* Task prompt
In the entries below, find the line containing "Target: wing feather" and the line containing "one marker per instance, written like [208,154]". Copy those two lines and everything between them exactly, and only that.
Stored data section start
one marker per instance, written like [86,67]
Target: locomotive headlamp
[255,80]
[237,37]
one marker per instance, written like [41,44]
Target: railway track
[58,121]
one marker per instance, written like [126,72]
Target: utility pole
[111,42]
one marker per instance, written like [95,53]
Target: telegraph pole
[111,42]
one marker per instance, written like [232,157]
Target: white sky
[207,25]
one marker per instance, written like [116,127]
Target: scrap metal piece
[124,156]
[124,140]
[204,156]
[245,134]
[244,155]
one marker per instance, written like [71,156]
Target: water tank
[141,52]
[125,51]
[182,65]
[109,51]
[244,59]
Stored data section end
Stored data section start
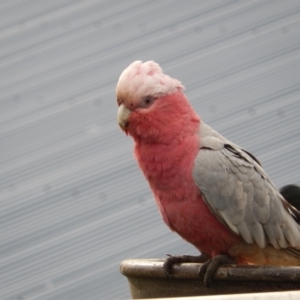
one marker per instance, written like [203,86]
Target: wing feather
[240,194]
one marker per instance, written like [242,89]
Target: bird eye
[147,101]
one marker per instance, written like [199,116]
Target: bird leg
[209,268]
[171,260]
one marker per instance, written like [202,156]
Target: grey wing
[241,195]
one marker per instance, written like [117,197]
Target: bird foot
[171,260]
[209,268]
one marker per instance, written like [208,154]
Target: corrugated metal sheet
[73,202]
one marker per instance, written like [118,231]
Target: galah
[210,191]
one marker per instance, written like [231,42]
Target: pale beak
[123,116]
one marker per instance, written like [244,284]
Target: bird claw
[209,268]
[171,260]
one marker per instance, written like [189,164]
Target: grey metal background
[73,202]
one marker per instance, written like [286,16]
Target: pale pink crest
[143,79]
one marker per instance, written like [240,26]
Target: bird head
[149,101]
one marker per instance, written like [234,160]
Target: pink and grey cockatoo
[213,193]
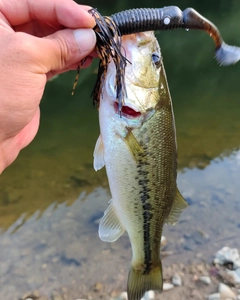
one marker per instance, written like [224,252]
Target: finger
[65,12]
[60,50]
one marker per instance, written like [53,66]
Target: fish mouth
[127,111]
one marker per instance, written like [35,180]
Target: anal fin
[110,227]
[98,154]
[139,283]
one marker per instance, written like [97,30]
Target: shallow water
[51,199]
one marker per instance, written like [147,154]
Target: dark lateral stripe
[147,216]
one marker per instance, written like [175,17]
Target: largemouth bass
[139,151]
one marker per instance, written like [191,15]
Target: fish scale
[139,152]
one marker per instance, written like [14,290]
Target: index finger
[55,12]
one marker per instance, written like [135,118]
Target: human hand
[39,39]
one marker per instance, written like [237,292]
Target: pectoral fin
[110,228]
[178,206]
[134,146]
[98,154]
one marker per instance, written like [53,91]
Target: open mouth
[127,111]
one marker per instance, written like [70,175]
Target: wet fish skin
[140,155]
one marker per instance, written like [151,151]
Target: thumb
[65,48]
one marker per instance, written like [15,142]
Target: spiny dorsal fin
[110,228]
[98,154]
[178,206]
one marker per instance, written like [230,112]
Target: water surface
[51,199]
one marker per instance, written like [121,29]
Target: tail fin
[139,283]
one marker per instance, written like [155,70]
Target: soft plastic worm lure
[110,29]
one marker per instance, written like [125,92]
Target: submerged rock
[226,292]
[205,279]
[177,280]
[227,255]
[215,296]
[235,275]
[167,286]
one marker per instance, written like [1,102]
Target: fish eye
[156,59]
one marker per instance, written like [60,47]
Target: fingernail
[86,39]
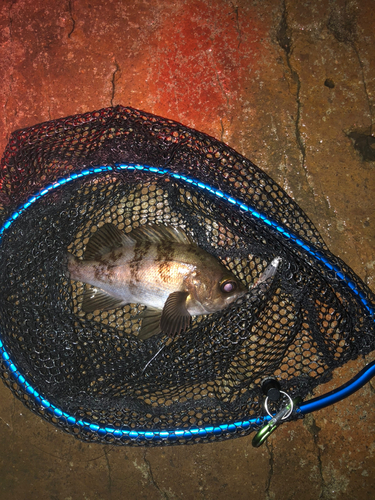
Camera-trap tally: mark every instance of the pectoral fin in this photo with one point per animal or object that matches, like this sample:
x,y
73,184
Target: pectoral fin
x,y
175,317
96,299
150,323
Stored data section end
* Solved problem
Target: wing feather
[240,194]
one marker per instance, written like [242,89]
Target: bird eye
[147,101]
one marker per instance, written like [199,116]
Target: bird leg
[209,268]
[171,260]
one marker per instance, written like [202,156]
Target: grey wing
[241,195]
one marker per instance, written like [117,197]
Target: bird foot
[171,260]
[209,268]
one marker per instance, written like [208,154]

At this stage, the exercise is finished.